» PROVIDED TEXT:

In early 2007, Madeline-Michelle Carthen was preparing for an international internship in Ghana.
Ahead of the exchange program, the Missouri woman applied for financial aid. But then, the financial aid office told her that her social security number was associated with a deceased person and that she would have to withdraw immediately.
She had been declared dead.
The problem was that she was very much alive.
"I said, 'What do you mean? I’m sitting right here. I’ve been at school [for] over a year and a half. How am I dead?'" she told NBC News.
Carthen, now 52, contacted the American Social Security Administration (SSA), who told her she was added to a death master file "in error".
Even so, she has never succeeded in bringing herself — on paper — back to life.
Once someone's social security number is listed as dead, their existence is also 'cancelled' from banking, Medicare and tax systems, which Carthen told NBC has been a "nightmare".
To this day, Carthen still doesn't know how her name got on the list — but an investigation from Missouri media KSDK-TV found up to 12,000 Americans are wrongfully marked dead each year. It could be down to something as simple as a worker typing in a wrong digit.
The administration said anyone who believed they'd been incorrectly listed as dead should visit their local Social Security office with identification.
Carthen did that and was issued with a 'death erroneous letter' to prove to creditors that she was still alive.

» SUPPLIED DATA:
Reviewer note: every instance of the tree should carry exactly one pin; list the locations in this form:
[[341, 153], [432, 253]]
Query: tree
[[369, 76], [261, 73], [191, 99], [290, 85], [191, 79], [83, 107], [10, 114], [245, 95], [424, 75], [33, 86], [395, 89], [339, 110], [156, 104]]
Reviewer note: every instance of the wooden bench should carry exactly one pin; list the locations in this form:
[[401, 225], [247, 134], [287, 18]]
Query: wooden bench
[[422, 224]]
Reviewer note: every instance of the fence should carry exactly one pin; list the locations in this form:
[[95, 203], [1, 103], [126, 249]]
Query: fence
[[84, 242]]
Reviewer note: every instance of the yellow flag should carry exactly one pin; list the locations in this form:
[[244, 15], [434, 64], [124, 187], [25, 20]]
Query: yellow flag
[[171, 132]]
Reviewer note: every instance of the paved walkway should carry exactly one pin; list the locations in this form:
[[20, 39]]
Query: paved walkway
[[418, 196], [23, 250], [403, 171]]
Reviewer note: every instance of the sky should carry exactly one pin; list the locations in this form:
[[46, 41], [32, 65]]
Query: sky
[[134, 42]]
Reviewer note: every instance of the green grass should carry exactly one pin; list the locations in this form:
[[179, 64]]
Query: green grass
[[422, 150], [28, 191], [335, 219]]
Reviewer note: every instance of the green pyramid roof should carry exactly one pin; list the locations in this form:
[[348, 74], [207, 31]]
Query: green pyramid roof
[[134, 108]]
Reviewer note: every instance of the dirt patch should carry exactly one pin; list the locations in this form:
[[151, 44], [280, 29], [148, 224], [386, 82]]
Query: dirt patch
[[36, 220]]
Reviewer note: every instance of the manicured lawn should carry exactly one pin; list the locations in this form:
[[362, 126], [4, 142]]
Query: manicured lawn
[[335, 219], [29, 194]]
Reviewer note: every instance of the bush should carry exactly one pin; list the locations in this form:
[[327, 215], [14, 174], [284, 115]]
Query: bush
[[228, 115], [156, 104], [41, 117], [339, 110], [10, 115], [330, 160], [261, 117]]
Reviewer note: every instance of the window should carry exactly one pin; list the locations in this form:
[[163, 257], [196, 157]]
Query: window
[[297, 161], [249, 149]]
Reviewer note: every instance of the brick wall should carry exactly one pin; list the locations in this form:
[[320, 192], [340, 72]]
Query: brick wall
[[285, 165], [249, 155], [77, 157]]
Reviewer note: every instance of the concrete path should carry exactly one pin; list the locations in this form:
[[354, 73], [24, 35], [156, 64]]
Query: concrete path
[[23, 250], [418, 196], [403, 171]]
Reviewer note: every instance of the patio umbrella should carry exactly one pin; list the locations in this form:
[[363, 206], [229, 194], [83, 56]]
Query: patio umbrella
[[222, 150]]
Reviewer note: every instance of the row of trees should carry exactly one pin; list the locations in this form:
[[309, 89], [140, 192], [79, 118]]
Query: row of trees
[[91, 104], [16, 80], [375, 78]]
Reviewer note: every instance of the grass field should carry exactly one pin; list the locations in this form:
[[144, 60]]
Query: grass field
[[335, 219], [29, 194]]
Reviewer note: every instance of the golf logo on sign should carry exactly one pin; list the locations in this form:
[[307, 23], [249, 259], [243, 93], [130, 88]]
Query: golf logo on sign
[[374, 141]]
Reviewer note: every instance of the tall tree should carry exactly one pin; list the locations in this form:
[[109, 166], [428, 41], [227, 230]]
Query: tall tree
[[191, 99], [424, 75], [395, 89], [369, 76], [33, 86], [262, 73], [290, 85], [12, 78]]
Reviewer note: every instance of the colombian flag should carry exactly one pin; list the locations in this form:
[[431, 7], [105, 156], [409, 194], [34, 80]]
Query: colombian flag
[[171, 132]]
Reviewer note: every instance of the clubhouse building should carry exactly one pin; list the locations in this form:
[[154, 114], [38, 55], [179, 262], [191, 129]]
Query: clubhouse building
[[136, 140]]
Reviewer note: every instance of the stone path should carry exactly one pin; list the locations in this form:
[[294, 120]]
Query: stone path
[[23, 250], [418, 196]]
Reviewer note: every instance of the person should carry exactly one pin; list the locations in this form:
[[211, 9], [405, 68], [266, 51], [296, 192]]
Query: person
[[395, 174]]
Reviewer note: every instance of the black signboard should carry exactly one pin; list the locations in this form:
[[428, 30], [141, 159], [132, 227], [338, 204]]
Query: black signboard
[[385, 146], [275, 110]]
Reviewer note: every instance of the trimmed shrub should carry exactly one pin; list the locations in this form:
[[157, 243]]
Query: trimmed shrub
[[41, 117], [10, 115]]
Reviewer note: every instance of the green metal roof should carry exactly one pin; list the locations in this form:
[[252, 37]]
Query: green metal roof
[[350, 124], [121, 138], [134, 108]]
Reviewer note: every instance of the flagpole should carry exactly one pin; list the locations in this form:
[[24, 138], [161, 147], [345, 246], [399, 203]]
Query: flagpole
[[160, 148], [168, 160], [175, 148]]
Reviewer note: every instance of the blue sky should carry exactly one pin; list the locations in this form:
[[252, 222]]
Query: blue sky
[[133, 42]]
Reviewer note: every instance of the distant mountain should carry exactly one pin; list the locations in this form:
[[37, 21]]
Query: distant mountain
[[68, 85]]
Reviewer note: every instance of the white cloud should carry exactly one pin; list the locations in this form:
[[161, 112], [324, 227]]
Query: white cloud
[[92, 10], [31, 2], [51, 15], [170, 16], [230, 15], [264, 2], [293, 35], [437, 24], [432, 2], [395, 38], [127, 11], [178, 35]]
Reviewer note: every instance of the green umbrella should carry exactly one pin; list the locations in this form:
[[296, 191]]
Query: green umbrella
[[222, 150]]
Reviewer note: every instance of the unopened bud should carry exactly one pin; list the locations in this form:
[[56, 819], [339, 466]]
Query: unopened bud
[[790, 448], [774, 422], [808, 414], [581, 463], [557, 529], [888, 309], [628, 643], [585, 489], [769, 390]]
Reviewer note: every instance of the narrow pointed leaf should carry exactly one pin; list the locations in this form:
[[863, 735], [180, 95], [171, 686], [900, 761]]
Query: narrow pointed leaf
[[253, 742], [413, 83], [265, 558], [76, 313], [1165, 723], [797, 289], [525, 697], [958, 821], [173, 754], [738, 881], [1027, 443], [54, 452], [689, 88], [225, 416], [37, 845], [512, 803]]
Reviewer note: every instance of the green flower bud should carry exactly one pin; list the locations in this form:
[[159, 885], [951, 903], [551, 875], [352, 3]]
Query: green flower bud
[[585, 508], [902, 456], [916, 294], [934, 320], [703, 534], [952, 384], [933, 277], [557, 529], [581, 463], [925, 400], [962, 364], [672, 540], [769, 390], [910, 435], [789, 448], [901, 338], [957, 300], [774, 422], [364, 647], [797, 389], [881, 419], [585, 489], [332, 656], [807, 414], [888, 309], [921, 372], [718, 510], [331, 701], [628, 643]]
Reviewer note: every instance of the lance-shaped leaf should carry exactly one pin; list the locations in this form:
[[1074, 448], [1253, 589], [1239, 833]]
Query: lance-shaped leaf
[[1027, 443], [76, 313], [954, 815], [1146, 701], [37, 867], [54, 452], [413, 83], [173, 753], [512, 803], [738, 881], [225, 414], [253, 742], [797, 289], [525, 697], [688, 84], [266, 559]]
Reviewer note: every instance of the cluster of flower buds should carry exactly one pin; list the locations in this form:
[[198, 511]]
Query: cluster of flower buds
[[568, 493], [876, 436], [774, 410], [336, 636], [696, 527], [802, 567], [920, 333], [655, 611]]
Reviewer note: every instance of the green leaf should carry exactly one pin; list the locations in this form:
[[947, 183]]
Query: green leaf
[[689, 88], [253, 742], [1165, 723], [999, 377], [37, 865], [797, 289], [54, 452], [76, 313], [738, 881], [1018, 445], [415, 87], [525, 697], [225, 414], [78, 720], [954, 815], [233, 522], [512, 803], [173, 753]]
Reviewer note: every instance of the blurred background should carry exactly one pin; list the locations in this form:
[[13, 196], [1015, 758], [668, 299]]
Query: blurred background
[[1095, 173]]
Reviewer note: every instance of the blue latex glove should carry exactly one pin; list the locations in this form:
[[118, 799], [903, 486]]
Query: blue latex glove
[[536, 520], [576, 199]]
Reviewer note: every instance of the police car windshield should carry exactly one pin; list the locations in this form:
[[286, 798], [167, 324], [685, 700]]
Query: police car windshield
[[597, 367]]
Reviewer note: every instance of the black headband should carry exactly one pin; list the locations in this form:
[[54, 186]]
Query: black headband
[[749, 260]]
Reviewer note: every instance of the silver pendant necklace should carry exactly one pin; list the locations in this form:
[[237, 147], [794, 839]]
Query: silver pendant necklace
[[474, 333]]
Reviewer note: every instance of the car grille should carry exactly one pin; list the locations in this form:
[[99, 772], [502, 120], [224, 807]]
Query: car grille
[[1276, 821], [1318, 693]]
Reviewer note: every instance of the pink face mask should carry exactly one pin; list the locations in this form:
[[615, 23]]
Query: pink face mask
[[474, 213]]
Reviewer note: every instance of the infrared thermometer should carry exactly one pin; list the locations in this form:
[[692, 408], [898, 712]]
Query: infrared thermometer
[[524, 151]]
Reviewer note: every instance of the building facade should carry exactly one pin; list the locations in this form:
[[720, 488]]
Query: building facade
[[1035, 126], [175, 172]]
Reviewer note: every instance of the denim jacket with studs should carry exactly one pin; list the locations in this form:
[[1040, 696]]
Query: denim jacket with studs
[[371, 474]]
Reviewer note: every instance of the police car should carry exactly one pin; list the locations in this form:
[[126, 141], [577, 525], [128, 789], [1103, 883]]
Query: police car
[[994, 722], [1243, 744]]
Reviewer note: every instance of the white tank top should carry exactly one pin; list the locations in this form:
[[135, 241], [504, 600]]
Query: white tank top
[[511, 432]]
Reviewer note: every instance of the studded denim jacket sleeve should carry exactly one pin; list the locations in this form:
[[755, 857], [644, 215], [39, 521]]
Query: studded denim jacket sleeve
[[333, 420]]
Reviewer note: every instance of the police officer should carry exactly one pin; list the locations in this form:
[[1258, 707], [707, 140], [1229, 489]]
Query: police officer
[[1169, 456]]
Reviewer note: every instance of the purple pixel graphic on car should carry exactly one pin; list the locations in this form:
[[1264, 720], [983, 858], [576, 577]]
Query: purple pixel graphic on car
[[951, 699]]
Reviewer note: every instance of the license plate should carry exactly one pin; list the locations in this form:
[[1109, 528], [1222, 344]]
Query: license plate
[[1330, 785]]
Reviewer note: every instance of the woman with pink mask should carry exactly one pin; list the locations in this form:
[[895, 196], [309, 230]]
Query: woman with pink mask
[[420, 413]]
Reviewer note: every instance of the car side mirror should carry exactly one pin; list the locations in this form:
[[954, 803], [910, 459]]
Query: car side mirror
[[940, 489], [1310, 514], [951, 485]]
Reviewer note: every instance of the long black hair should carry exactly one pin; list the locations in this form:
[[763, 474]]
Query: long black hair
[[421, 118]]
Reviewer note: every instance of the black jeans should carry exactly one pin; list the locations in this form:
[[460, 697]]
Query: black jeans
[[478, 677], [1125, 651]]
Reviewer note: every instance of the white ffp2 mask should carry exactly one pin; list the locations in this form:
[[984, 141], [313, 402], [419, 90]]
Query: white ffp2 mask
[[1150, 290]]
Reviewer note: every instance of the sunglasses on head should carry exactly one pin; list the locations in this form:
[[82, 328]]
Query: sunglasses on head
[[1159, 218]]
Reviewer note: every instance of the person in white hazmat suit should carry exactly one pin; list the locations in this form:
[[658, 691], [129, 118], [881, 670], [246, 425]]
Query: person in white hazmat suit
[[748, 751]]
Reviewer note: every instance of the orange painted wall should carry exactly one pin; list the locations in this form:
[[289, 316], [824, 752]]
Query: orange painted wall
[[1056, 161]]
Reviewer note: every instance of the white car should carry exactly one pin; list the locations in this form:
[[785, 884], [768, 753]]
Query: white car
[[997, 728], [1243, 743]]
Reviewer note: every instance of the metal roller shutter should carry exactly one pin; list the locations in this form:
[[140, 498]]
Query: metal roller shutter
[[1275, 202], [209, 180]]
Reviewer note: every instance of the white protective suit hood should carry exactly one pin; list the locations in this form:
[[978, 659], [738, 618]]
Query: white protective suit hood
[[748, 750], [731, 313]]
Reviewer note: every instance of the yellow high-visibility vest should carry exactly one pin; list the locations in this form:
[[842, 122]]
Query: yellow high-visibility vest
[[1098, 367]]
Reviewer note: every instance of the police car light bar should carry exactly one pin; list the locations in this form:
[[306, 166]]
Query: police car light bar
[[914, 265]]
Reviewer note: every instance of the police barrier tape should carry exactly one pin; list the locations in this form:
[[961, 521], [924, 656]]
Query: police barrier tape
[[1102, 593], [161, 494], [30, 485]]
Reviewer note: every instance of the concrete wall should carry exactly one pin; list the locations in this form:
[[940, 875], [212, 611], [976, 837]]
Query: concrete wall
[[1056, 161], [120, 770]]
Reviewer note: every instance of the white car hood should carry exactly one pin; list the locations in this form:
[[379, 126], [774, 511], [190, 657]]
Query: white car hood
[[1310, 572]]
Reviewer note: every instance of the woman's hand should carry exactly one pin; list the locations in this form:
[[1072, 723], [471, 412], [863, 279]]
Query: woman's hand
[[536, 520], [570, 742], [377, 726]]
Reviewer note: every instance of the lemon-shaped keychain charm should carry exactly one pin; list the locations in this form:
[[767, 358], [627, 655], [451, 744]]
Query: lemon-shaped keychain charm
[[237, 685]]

» TASK REQUIREMENTS:
1: According to the article about Madeline-Michelle Carthen, which systems cancel a person's existence once their social security number is listed as dead?
2: From the article about Madeline-Michelle Carthen, write out the stretch from "Ahead of the" through "to withdraw immediately.".
The records have no connection to the article about Madeline-Michelle Carthen.

» ANSWER SECTION:
1:
- Banking
- Medicare
- Tax

2:
Ahead of the exchange program, the Missouri woman applied for financial aid. But then, the financial aid office told her that her social security number was associated with a deceased person and that she would have to withdraw immediately.